[The records Boundary: Start]

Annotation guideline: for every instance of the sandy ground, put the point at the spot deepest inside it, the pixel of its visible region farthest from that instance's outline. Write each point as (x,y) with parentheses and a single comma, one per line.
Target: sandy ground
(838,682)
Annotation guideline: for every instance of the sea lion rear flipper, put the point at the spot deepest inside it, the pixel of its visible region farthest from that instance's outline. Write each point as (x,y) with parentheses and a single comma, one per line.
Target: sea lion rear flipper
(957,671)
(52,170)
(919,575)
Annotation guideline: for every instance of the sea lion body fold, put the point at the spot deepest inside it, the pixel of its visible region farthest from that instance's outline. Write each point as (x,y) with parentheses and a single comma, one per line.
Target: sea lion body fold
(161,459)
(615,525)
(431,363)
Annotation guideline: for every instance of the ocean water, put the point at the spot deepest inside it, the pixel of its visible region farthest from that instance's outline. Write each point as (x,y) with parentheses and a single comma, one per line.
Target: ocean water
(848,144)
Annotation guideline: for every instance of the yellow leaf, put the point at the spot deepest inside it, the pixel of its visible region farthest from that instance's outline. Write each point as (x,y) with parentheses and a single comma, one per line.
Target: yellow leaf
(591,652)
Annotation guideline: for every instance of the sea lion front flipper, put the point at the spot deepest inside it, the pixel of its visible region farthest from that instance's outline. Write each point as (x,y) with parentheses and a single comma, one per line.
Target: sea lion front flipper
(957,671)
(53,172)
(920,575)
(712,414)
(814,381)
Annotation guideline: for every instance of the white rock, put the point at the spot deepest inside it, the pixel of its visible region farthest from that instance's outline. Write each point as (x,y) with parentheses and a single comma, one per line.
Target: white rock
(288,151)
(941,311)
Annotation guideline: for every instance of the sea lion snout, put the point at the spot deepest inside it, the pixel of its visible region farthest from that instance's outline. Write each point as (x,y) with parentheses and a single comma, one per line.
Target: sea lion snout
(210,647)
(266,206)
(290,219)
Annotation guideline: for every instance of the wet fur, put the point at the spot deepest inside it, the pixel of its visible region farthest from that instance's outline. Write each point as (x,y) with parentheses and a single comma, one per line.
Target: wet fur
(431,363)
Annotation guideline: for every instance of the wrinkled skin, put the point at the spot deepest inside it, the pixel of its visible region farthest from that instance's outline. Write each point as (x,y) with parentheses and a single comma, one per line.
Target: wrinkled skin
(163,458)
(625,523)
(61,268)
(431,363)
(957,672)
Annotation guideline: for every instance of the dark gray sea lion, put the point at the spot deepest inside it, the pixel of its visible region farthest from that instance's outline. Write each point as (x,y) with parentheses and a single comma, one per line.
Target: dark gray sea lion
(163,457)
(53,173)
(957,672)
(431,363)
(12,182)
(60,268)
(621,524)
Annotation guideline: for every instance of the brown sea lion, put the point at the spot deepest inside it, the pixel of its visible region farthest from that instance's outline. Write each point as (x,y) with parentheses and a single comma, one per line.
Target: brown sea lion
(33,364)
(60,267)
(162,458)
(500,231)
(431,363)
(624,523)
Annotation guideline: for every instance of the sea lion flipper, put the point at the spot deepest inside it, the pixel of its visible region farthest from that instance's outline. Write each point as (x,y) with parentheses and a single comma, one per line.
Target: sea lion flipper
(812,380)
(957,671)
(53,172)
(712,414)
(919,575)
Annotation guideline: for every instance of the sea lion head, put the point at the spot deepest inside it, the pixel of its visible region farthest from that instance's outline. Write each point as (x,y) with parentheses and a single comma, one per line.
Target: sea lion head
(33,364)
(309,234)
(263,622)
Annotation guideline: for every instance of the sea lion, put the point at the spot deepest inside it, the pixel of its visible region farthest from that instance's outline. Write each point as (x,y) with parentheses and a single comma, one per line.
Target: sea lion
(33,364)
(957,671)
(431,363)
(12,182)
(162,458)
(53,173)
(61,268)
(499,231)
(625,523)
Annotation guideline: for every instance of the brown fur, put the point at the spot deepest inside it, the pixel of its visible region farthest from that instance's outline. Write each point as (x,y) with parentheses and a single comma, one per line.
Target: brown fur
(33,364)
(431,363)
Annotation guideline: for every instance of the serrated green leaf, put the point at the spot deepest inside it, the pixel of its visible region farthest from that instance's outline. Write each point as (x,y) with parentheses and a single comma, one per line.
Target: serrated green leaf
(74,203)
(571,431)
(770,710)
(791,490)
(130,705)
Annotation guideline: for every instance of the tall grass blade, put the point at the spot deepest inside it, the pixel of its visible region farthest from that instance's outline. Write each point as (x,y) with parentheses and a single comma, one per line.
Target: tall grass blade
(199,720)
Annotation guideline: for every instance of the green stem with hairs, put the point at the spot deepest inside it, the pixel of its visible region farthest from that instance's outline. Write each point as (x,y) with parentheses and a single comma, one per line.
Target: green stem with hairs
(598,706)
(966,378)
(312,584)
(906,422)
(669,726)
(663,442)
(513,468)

[The records Boundary: End]

Your task ▸ Set down each entry exactly, leaving none out.

Result of the task ▸
Annotation guideline: for every instance of the sandy ground, put the point at the spot deepest inside it, the pixel of its visible region farthest from that instance's outline. Write each point as (x,y) with parentheses and a single comma, one per line.
Target: sandy ground
(838,682)
Annotation guideline: for every instance of the sea lion rear flipper, put the point at the spot deepest inside it, the pixel of its visible region farthest from that instance's outline. Write each point as (x,y) with parentheses and a single comma, one per line.
Target: sea lion rear flipper
(957,671)
(52,170)
(919,575)
Annotation guideline: for every instance of the sea lion body fold, put the point at the spot deepest inside it, the pixel of its visible region farthest from that instance's outline. Write each point as (x,y) with parentheses and a single comma, one per line.
Target: sea lion body fold
(161,459)
(615,525)
(431,363)
Annotation guideline: for every instance of the ocean water, put the point at the spot deepest inside it, the pixel of its visible region farthest from that instance's outline. Write each point as (x,y) with parentheses and a single comma, one per line.
Target: ocean water
(848,144)
Annotation guideline: for every instance of the yellow leaf, put the point at the spot deepest inside it, the pixel of its visible region farthest from that instance's outline. Write each point as (x,y) with parentheses and a single comma, one per line.
Target: yellow leaf
(591,652)
Annotation guideline: for every instance of the sea lion front flipper, put the point at the spot deepest inside it, the pixel of its visible region farthest from that instance's outline. Write each point as (x,y) with parentheses and a single comma, one per line.
Target: sea lion front flipper
(957,671)
(53,172)
(920,575)
(712,414)
(814,381)
Annotation guideline: for every instance of the white rock, put the point at the spot deepest inside it, the pixel of its visible region farthest from that instance's outline. Write each point as (x,y) with parentheses and a single comma, one per line.
Target: white rock
(288,151)
(941,311)
Annotation guideline: for every instance of the sea lion snout, put the point at the spot deepest inside it, the pixel of its visible region farthest from that instance's outline. Write each point as (x,y) with parentheses and a single comma, one per line.
Target: sea lion snout
(210,647)
(266,206)
(290,219)
Annotation guideline: for every instance of the wet fur, put the point at the spot deepest inside it, the pixel of its visible region farthest from that instance's outline. Write each point as (x,y) with parentheses and a single comma, one per line.
Target: wet fur
(431,363)
Annotation guideline: for every instance of the wrinkled skin, put the point at the spot deepest inside it, the pixel of its visible region farthest from that instance's outline. Write each point as (x,y) with parentheses and a single comma, one per line.
Target: wrinkled skin
(163,458)
(625,523)
(61,268)
(431,363)
(957,672)
Annotation guideline: for every instance of the dark gray sea lion, put the point at the spot deepest inside it, the pixel of its visible region farthest from that instance's outline. Write each point as (x,y) with parentheses and a single comma, one per line.
Target: dark gray sea lion
(163,457)
(53,173)
(957,672)
(431,363)
(12,182)
(60,268)
(621,524)
Annotation guideline: for every instance of the brown sea lion, put the point at the spot deepest inside it, the pixel of its visible region farthest from that instance's outline. Write each point as (x,y) with parentheses and a single comma, one per line.
Target: brown sea lion
(33,364)
(60,267)
(162,458)
(500,231)
(431,363)
(624,523)
Annotation guideline: for every instance of the sea lion flipper, put the point at the spot deepest inside it, the pixel of its visible region farthest from that instance's outline. Write each point as (x,y) with parentheses and a single comma, one per line.
Target: sea lion flipper
(812,380)
(957,671)
(53,172)
(712,414)
(919,575)
Annotation guideline: for every instance of the sea lion head, put the point at the spot deepest inside it, the pixel of its visible region farthest from that instance's outline. Write each point as (x,y) with parentheses and a single comma, one per line.
Target: sea lion head
(33,364)
(309,234)
(263,622)
Annotation guideline: for every instance of the sea lion, put the point at the spot deepest inside it, the pixel of its visible region farthest from that instance's outline. Write each point as (x,y) with parentheses and a single comma, one per line.
Target: sea lion
(33,364)
(957,671)
(431,363)
(12,182)
(162,458)
(53,173)
(61,268)
(499,231)
(625,523)
Annotation guideline: for every instance of the brown fur, put the point at the spot deepest inside it, the pixel of its visible region farthest from that instance's outline. Write each point as (x,y) with parentheses and a single comma, one per line.
Target: brown fur
(33,364)
(431,363)
Annotation guideline: for every instance of the serrated green leaf, put the point at the spot deepest inside it, the pixel of its visible region farthest from that instance's outline. Write each point as (x,y) with parentheses and a single comma, one per line.
Target: serrated green leaf
(74,203)
(571,431)
(770,710)
(791,490)
(130,705)
Annotation guideline: for every instance of the tall grass blade, put the point at the spot deepest inside it, the pixel of its visible region farthest from that instance's outline. Write each point as (x,y) with parentheses and a single comma, one per line.
Target: tall grass blade
(199,720)
Annotation guideline: for every instance of the green stem with hairs, put the point at the spot deepest inside it, the pixel of its visible region farthest from that instance's outline. Write each point as (x,y) with parentheses and a single comma, one per line.
Target: green stem with hairs
(598,706)
(966,378)
(312,584)
(906,422)
(669,726)
(663,442)
(513,468)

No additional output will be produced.